--- begin RECORDS TO PROCESS ---

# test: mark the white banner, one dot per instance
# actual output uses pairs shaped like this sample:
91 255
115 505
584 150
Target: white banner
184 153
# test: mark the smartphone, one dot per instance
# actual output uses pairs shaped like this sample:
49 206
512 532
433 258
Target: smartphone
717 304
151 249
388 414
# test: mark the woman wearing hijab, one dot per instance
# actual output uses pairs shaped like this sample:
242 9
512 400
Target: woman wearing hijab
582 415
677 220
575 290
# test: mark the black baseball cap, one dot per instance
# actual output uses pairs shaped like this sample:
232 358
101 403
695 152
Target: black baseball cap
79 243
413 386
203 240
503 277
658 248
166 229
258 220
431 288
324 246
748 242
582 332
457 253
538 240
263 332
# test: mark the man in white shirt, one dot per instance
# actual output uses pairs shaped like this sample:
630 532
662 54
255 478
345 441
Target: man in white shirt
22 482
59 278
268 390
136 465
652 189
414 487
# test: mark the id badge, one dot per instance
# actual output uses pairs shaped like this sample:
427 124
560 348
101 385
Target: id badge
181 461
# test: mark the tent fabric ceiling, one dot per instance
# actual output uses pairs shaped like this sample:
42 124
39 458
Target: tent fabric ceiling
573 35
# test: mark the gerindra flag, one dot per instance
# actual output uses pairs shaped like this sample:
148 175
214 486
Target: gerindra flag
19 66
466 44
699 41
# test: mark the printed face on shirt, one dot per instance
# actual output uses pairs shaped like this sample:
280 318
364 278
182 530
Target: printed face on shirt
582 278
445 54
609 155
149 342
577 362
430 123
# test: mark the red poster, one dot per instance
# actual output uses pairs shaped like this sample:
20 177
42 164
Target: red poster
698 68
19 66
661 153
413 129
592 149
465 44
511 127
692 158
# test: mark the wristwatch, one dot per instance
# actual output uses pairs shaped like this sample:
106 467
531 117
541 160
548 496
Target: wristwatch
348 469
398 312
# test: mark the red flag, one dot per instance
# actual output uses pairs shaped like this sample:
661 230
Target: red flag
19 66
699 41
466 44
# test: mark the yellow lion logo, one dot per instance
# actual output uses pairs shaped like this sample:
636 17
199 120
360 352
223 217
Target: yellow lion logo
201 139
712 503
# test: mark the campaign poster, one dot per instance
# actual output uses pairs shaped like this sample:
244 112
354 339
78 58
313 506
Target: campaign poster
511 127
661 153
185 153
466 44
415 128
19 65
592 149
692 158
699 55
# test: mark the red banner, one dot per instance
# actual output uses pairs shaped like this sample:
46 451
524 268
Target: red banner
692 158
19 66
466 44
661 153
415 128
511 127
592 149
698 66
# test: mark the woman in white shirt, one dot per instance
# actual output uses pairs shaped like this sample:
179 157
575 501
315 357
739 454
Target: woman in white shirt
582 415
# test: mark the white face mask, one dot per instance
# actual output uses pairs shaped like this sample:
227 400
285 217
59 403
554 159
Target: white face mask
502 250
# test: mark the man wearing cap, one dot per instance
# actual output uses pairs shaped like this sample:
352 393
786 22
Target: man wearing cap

--- end RECORDS TO PROCESS ---

§ GIVEN EXERCISE: Give back exactly the lines from the line containing "# test: mark the yellow" to the end of the entries, and no other lines.

§ RESPONSE TO THE EXERCISE:
# test: mark the yellow lion logo, one dot per instance
# actual output uses pairs shaped like this sample:
636 17
199 120
360 352
223 217
Target: yellow lion logo
201 139
712 503
# test: mark the campaign poster, one dot per instance
# actual output uses pairs shaped like this sample:
244 112
354 339
78 58
313 506
Target: campaign poster
511 127
661 153
185 153
466 44
415 128
19 65
592 149
692 158
699 55
# test: mark the red banner, one dot per instance
# actual output uses pairs shaped like this sample:
46 451
524 268
Target: red banner
692 158
19 66
466 44
661 153
415 128
511 127
592 149
698 66
# test: mark the woman in white shirt, one dot per instance
# actual output uses pairs shaped like this sample:
179 157
575 501
315 357
739 454
Target: woman in white shirt
582 415
# test: mark the white face mask, one dot per instance
# actual output uses pairs shaped like this sample:
227 400
285 217
59 403
554 159
Target: white face mask
502 250
# test: mark the man wearing cap, one dot per instance
# actual output uses pairs shaped like this sample:
352 393
786 22
Target: man wearing cap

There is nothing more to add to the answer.